Write out, word for word, every line from the one containing "Need: indicate the grass" through the final line of the records.

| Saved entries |
------------------------------------------------------------------------

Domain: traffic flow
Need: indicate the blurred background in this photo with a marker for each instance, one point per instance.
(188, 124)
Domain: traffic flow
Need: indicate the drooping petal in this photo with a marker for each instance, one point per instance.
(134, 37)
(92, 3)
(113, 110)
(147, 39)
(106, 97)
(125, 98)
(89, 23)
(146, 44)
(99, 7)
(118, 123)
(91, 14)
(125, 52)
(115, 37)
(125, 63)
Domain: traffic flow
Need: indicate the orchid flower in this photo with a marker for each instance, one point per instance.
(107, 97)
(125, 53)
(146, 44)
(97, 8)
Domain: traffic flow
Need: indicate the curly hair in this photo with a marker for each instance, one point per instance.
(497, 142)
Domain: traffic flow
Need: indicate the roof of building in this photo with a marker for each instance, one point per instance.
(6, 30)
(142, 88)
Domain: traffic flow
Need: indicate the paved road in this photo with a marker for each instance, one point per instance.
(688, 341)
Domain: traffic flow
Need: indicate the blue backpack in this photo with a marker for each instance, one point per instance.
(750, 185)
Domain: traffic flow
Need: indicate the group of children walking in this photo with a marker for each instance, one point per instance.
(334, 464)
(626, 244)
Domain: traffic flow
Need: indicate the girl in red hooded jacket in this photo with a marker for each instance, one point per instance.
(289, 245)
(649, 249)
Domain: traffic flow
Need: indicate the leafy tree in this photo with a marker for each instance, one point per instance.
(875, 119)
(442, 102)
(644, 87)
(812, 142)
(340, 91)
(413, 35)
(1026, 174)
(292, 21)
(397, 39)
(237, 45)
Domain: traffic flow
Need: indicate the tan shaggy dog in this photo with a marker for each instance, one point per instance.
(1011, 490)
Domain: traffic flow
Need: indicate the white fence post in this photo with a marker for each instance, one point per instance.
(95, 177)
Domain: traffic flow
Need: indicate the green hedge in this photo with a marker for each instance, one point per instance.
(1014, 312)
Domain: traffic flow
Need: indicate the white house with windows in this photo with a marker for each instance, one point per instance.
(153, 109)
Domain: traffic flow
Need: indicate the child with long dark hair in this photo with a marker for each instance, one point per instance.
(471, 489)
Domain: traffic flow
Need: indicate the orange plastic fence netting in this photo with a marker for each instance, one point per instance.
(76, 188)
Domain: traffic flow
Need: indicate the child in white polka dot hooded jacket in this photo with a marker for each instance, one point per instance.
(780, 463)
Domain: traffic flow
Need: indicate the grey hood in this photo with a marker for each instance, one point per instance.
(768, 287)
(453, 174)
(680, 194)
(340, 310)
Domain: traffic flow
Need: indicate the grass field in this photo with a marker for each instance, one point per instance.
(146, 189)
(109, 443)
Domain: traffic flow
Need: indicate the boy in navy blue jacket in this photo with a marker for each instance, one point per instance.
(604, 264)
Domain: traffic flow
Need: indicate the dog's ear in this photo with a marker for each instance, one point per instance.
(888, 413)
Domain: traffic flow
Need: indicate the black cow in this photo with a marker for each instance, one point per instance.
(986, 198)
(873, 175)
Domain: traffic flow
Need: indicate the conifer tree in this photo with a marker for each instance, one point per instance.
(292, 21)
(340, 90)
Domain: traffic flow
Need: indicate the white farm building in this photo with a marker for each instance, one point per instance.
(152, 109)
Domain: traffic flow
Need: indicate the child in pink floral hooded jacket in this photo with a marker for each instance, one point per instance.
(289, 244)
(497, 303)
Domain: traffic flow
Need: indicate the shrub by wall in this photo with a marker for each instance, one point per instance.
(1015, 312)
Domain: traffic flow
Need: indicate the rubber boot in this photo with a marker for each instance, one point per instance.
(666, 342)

------------------------------------------------------------------------

| Expected output |
Need: indicate the grass field in this photo with a marker for each instance, one point per instance.
(146, 189)
(109, 443)
Domain: traffic flow
Need: indicate the boy in navy blue jacket in this photo with a marker for each instance, one point per instance.
(604, 264)
Domain: traffic flow
Need: indicate the dog's ear in this photo with a marker for each instance, one point per instance.
(888, 413)
Domain: traffic flow
Need: indicate the black cow in this photo with a marker for each instance, one point per instance.
(986, 198)
(873, 175)
Domain: traffic flow
Need: indicate the conifer tree in this photo with a marker for each instance, one point per instance.
(292, 21)
(340, 90)
Domain: traffic flow
Need: indicate the white farm building in this photo with a marker for each instance, one point per instance.
(152, 109)
Domain: traffic flow
Need: indicate the child in pink floral hooded jacket in this photo with a marker for each instance, one point per instance.
(289, 244)
(497, 303)
Domain: traffic flow
Need: indicate the shrub by wall in this photo with a marker for each instance, one point per instance.
(1015, 312)
Domain: traffic flow
Need: indicate the rubber boot in this photo with a marker for each instance, one point per instance.
(666, 342)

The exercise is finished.